REQUIRED ACTIONS:
(a) In the post about the Radio 4 climate programme, at what time was the programme due to air?
(b) Extend the post about the Radio 4 climate programme, starting after its final sentence.
*** Opening TEXT UNDER STUDY ***
From the latest Radio Times, concerning a Radio 4 programme entitled In Denial: Climate on the Couch, to be aired at 9pm this evening. I will listen, and I will set my radio recorder.

Radio Times blurb:

Jolyon Jenkins investigates the psychology of climate change efforts, asking why some people seem unconcerned even though scientists are forecasting terrible changes to the planet. He questions whether environmentalists and the Government have been putting out messages that are counterproductive, and whether trying to scare people into action might actually be causing them to consume more.

My suspicion is that what I and all others who listen to this programme will hear will be an explanation of the failure of the Greenists to convince that omits the crucial matter of the mere truth, and what is now sincerely believed to be the truth by more and more of the mere people. The phrase “In Denial” does strongly suggest this. And “On the Couch” suggests that they think that some people, presumably all who deny, are mad.

You know the kind of thing: People don’t think there’s anything they can do! – No wonder they’re being crazy! – We have not communicated successfully! – We have not got our message across properly!

It probably was rather a bad idea to make it look like they want to blow up children who disagree with them. But what if, despite such communicational ineptness, they have got their message across, but people just think it’s a pack of lies? If that is what people now think, then no amount of improved communicational expertise that doesn’t deal with the mere truth of things will make much difference.

But, my suspicions may prove to be unjustified. As of now, I live in hope that the truth, both what it is and what it is now believed to be, will at least get a semi-respectful mention, in among all the psychologising.

LATER:

This programme isn’t about climate science so it’s going to assume that the scientific consensus is true.

And a moment later, someone described (it may have been Jolyon Jenkins) this consensus as “undeniable”. Which was an odd word to use, given the title.
*** Closing TEXT UNDER STUDY ***
*** Opening ENTRIES PROVIDED ***
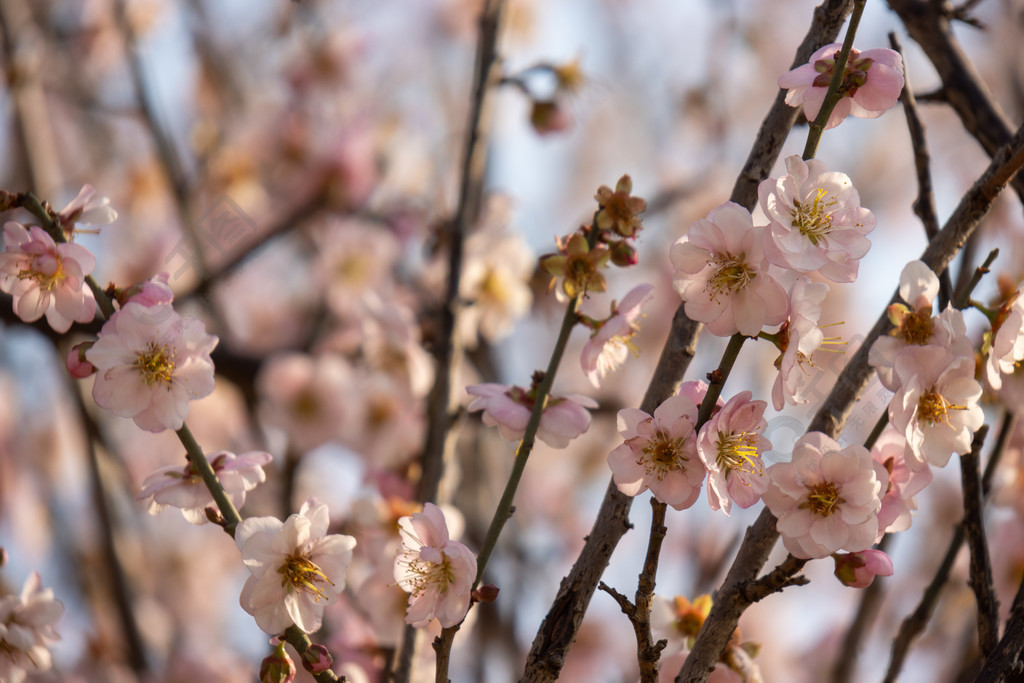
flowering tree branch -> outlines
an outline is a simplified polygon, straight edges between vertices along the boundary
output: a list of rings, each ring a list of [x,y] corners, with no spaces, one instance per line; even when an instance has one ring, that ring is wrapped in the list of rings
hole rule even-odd
[[[964,242],[977,229],[995,197],[1022,166],[1024,166],[1024,128],[999,151],[985,172],[964,196],[945,226],[929,243],[921,260],[935,272],[944,270]],[[898,293],[894,294],[892,301],[895,302],[897,297]],[[876,339],[891,329],[892,323],[887,311],[883,310],[860,348],[843,369],[836,386],[815,414],[807,431],[820,431],[831,437],[839,435],[854,401],[864,390],[874,372],[867,361],[868,350]],[[778,538],[775,522],[775,516],[766,508],[757,521],[746,529],[732,568],[726,575],[718,599],[697,636],[690,656],[676,677],[677,682],[707,680],[736,628],[739,615],[748,606],[741,595],[742,587],[754,581],[775,545]]]

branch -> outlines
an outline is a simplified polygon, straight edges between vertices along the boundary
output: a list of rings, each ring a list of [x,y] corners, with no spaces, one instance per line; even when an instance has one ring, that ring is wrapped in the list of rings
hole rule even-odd
[[[982,176],[961,200],[945,226],[929,243],[921,255],[921,260],[936,273],[941,273],[967,239],[977,229],[995,197],[1022,166],[1024,166],[1024,128],[1018,130],[1011,142],[995,155]],[[894,292],[891,301],[897,300],[898,292]],[[824,432],[833,438],[842,432],[854,402],[874,372],[867,362],[871,344],[891,329],[892,323],[889,322],[887,310],[884,308],[860,348],[836,380],[836,386],[808,425],[808,431]],[[753,581],[764,566],[768,554],[778,539],[774,515],[765,508],[757,521],[746,529],[746,536],[739,547],[732,568],[726,575],[718,599],[715,600],[711,614],[705,622],[677,681],[690,683],[707,680],[736,628],[739,615],[750,604],[742,596],[741,587]]]

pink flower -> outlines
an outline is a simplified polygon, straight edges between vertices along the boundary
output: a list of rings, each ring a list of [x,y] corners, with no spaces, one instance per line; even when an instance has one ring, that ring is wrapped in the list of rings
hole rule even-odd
*** Closing ENTRIES PROVIDED ***
TASK RESULTS:
(a) 9pm that evening.

(b)
Well, at least it has just been admitted that people sometimes say that it’s all being exaggerated, even if it is assumed that this is mistaken and evasive. That it might be an honest opinion is not up for discussion, because that would mean discussing climate science.

So, the early and pessimistic commenters here are right. It looks like being a long discussion of what a bunch of true-believers can do to save the world, given that a huge tranche of people has decided that the world doesn’t need saving, but will have to be convinced in the true-believer stuff is to even make sense let alone accomplish anything.

The elephant in their room is that they have lost this argument, in the sense that they need unanimity in this, but are drifting further and further away from unanimity. They are ignoring this elephant. They are behaving like that economist, stuck on a desert island with various other sorts of experts, who is wondering how to contrive a tin-opener. “Let’s assume we have a tin-opener.” This won’t work.

LATER: Thinking about this some more, I should perhaps stress that the people who sincerely disagree that CAGW is happening were not called mad, as I feared they might be. They were simply ignored. All were assumed to really believe in CAGW, but to be using some kind of psychological doublethink to evade what they knew they ought to be doing really. Like I say: let’s assume we’ve won.

36 comments to Will the mere truth get a mention?

  • Dishman

    How about, “The self-proclaimed scientists pushing this fail at science, modeling, Physics, integrity and general grasp on reality”?

    How about, “People recognize Pot-logic when they smell it?” (It feels right, so it must be true!)

    How about “It’s hard to scam an honest man”?

  • Stonyground

    Those that claim to believe these ‘forecasts of terrible changes to the planet’ seem remarkably unconcerned about it themselves. They do tend to make it difficult for me to believe that they believe what they say that they believe.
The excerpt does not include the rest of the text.